Documento de origem =>
Para o secretário nacional de Meio Ambiente Urbano e Qualidade Ambiental do Ministério do Meio Ambiente e Mudanças do Clima, Adalberto Felicio Maluf Filho, a reforma tributária é um grande avanço para o país. Ele disse, no entanto, que alguns ajustes poderiam tornar a matéria ainda melhor. Para Adalberto Maluf, a redução da bitributação nos produtos reciclados e a implantação de alíquotas diferenciadas para serviços ambientais de apoio à proteção dos serviços ecossistêmicos seriam medidas importantes para o meio ambiente e para a economia nacional, já que serviços como a reciclagem ajudam a movimentar a economia, principalmente entre famílias de baixa renda. Ele também defendeu a tributação diferenciada sobre o biodiesel e sugeriu um escalonamento de tributação para os agrotóxicos, conforme o grau de toxicidade do produto.
“Entendemos que a reforma representa um novo patamar de simplificação e desenvolvimento econômico e o Ministério do Meio Ambiente fica feliz em contribuir com o processo”, registrou.
O diretor-executivo da Instituição Fiscal Independente (IFI) do Senado, Marcus Vinicius Caetano Pestana da Silva, apontou que a reforma tributária é necessária. Ele reconheceu que uma “reforma neutra” é complexa e não tem como prioridade o ajuste fiscal. Marcus Pestana, no entanto, disse que é preciso estimular que o Senado reflita sobre o tema no momento da regulamentação da reforma. Para o diretor da IFI, apesar de a reforma tributária trazer pontos positivos, é importante fazer um alerta sobre o número de exceções às regras gerais de tributação. Segundo ele, quanto maior o número de exceções, maior a alíquota de referência nacional, maior a complexidade do sistema de arrecadação e menores os efeitos sobre o crescimento econômico.
“É preciso pensar na economia brasileira e no contribuinte no abstrato e não nos interesses corporativos e setoriais”, registrou Pestana, que ainda pediu compromisso com a transparência e atenção com o período de transição.

Material fornecido =>
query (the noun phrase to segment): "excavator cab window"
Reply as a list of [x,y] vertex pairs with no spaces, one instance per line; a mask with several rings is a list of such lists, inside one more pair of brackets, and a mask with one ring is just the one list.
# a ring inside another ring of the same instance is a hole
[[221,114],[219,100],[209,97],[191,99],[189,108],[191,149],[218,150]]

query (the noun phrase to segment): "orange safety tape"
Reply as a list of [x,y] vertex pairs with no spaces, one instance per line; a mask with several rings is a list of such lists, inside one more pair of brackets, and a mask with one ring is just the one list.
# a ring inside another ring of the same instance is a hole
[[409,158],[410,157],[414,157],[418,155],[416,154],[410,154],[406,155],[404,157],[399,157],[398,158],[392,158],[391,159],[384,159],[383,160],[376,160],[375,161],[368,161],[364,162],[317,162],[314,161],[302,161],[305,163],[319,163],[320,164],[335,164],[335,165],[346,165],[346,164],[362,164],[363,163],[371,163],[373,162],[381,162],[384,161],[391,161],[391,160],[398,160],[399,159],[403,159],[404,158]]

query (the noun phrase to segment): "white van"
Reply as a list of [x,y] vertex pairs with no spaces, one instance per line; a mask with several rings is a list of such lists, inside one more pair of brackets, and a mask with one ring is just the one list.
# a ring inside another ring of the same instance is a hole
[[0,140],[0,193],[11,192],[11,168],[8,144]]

==

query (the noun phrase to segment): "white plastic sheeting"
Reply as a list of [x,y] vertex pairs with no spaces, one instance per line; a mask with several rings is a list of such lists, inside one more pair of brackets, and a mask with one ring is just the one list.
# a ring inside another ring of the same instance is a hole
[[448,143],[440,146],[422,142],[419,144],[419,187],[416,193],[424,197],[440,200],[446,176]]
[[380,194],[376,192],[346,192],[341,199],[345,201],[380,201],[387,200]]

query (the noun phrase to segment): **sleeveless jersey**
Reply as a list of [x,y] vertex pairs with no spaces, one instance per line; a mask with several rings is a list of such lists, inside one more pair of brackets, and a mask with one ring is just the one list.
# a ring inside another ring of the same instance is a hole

Enunciado da tarefa => Dê continuidade ao texto sobre as avaliações da reforma tributária, partindo do ponto em que ele se encerra. As entradas não têm qualquer papel nesta atividade.

Resposta da tarefa =>
O professor de direito tributário da Universidade Estadual do Rio de Janeiro (UERJ) Marcus Lívio Gomes apontou a contribuição coletiva como um vetor importante que permitiu a reforma tributária. Gomes, que é coordenador do Grupo de Trabalho de Especialistas para a Reforma do Processo Administrativo e Tributário pediu, entretanto, a atenção do Senado com outras iniciativas que poderão entrar em conflito com a regulamentação da reforma tributária. Ele citou como exemplo o projeto que atualiza as regras administrativas em matéria tributária (PLP 124/2022). Segundo ele, será necessário acertar potenciais conflitos entre essas normas. Para o professor e ex-juiz, também é preciso pensar em regras para os recursos ao comitê gestor e à Justiça.
A exemplo do que ocorreu na Comissão de Assuntos Econômicos (CAE), a audiência da CCJ faz parte de um ciclo de debates para ajudar os senadores no processo de regulamentação da matéria. Além das audiências na CCJ, serão realizadas duas sessões temáticas no Plenário.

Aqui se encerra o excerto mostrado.